Supplied passage:
= = = =

Applicable Legal Principles

A. Pleading Requirements

Rule 8(a)(2) of the Federal Rules of Civil Procedure provides, in a general way, the applicable standard of pleading. It requires that a complaint contain "a short and plain statement of the claim showing that the pleader is entitled to relief," Fed. R. Civ. P. 8(a)(2), "in order to give the defendant fair notice of what the claim is and the grounds upon which it rests," Bell Atl. Corp. v. Twombly, 550 U.S. 544, 555 (2007) (internal quotation marks and ellipsis omitted). Although a complaint need not contain detailed factual allegations, the "showing" contemplated by Rule 8 requires the plaintiff to do more than simply allege legal conclusions or recite the elements of a cause of action. Twombly, 550 U.S. at 555 & n.3. Thus, while a court must accept all of the factual allegations in the complaint as true, it need not credit bare legal conclusions that are unsupported by any factual underpinnings. See Ashcroft v. Iqbal, 556 U.S. 662, 679 (2009) ("While legal conclusions can provide the framework of a complaint, they must be supported by factual allegations.").

Moreover, to survive a motion to dismiss for failure to state a claim under Rule 12(b)(6), the facts pleaded must allow the court to infer that the plaintiff's right to relief is plausible. Iqbal, 556 U.S. at 678. To allege a plausible right to relief, the facts pleaded must suggest liability; allegations that are merely consistent with unlawful conduct are insufficient. Id. In other words, where the facts pleaded do no more than permit the court to infer the possibility of misconduct, the complaint has not shown that the pleader is entitled to relief. Id. at 679. "Determining whether a complaint states a plausible claim for relief . . . [is] a context-specific task that requires the reviewing court to draw on its judicial experience and common sense." Id.

= = = =

Material shown:
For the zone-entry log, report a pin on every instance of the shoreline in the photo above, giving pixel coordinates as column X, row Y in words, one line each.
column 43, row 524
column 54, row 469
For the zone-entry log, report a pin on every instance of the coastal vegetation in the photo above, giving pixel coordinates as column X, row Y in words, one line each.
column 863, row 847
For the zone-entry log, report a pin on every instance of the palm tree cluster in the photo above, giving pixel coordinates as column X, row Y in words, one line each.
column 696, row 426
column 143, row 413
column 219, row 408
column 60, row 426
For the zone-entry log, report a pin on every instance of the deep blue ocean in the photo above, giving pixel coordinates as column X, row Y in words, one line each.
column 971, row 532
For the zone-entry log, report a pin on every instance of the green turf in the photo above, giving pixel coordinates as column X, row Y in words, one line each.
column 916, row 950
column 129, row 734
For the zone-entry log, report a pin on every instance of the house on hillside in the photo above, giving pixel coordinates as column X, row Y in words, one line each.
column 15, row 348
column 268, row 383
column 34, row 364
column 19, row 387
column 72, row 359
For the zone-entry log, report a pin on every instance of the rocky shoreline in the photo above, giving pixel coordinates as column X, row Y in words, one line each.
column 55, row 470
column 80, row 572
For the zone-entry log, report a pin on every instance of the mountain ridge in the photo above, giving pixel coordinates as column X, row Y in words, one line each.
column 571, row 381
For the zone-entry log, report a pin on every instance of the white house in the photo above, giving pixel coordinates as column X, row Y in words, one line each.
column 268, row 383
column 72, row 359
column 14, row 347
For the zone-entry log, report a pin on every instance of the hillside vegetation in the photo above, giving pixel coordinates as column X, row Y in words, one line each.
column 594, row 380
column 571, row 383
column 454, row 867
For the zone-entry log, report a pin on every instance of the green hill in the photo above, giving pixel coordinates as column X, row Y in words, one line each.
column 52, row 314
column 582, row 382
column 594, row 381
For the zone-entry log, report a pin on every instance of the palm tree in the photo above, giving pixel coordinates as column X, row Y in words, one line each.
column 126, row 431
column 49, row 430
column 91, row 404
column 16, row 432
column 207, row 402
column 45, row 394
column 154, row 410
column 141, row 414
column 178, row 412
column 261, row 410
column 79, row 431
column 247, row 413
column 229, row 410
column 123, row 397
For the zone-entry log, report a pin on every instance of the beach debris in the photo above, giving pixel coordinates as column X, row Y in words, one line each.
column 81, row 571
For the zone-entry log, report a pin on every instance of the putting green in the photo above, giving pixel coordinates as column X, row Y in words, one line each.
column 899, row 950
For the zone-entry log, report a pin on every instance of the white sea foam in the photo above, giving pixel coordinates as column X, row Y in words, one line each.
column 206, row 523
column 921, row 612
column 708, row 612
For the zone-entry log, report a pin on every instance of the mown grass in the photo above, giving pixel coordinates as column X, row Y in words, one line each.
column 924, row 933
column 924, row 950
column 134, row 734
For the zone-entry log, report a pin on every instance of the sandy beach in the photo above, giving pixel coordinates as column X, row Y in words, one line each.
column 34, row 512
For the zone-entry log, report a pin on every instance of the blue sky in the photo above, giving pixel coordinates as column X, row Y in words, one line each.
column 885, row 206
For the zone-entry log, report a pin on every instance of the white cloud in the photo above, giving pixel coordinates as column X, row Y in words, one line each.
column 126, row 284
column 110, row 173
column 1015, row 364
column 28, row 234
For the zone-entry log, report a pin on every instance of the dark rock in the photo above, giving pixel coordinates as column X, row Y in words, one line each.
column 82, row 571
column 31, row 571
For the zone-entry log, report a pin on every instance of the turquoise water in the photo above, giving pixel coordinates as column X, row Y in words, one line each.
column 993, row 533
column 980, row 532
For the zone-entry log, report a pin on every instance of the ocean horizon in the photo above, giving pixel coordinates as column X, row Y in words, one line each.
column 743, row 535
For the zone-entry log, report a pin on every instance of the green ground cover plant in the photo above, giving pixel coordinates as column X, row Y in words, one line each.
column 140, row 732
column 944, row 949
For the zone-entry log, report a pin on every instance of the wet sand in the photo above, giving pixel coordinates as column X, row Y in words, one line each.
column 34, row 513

= = = =

Prompt A:
Answer each question from the pleading-standards passage, marking the answers (i), (ii) and (iii):
(i) What must a complaint contain under Rule 8(a)(2)?
(ii) Under which rule is a motion to dismiss for failure to state a claim made?
(iii) On what must the reviewing court draw when it decides whether a complaint states a plausible claim for relief?
Prompt B:
Proceed with the pleading-standards passage, beginning right after its final sentence.
The entries are separate material and have no connection to the pleading-standards passage.

Written answer A:
(i) A short and plain statement of the claim showing that the pleader is entitled to relief.
(ii) Rule 12(b)(6).
(iii) Its judicial experience and common sense.

Written answer B:
In considering a motion under Rule 12(b)(6), the court may consider documents attached to the motion if they are referred to in the plaintiff's complaint and are central to the plaintiff's claims. Scanlan v. Tex. A&M Univ., 343 F.3d 533, 536 (5th Cir. 2003). The court may also refer to matters of public record. Davis v. Bayless, 70 F.3d 367, 372 n.3 (5th Cir. 1995); Cinel v. Connick, 15 F.3d 1338, 1343 n.6 (5th Cir. 1994). This includes taking notice of pending judicial proceedings. Patterson v. Mobil Oil Corp., 335 F.3d 476, 481 n.1 (5th Cir. 2003). B. Qualified Immunity

Qualified immunity insulates a government official from civil damages liability when the official's actions do not "violate clearly established statutory or constitutional rights of which a reasonable person would have known." Harlow v. Fitzgerald, 457 U.S. 800, 818 (1982). For a right to be "clearly established," the right's contours must be "sufficiently clear that a reasonable official would understand that what he is doing violates that right." Anderson v. Creighton, 483 U.S. 635, 640 (1987). Individual liability thus turns on the objective legal reasonableness of the defendant's actions assessed in light of clearly established law at the time. Hunter v. Bryant, 502 U.S. 224, 228 (1991); Anderson, 483 U.S. at 639-40. In Harlow, the court explained that a key question is "whether that law was clearly established at the time an action occurred" because "[i]f the law at that time was not clearly established, an official could not reasonably be expected to anticipate subsequent legal developments, nor could he fairly be said to 'know' that the law forbade conduct not previously identified as unlawful." 457 U.S. at 818. In assessing whether the law was clearly established at the time, the court is to consider all relevant legal authority, whether cited by the parties or not. Elder v. Holloway, 510 U.S. 510, 512 (1994). If public officials of reasonable competence could differ on the lawfulness of defendant's actions, the defendant is entitled to qualified immunity. Mullenix v. Luna, 136 S. Ct. 305, 308 (2015); Malley v. Briggs, 475 U.S. 335, 341 (1986); Fraire v. City of Arlington, 957 F.2d 1268, 1273 (5th Cir. 1992).

"[A]n allegation of malice is not sufficient to defeat immunity if the defendant acted in an objectively reasonable manner." Malley, 475 U.S. at 341. Further, that the officer himself may have created the situation does not change the analysis. In other words, that the officer could have handled the situation better does not affect his entitlement to qualified immunity. Young v. City of Killeen, 775 F.2d 1349, 1352-53 (5th Cir. 1985). See also City & Cty. Of San Francisco v. Sheehan, 135 S. Ct. 1765, 1777 (2015) (failure to follow training does not itself negate entitlement to qualified immunity).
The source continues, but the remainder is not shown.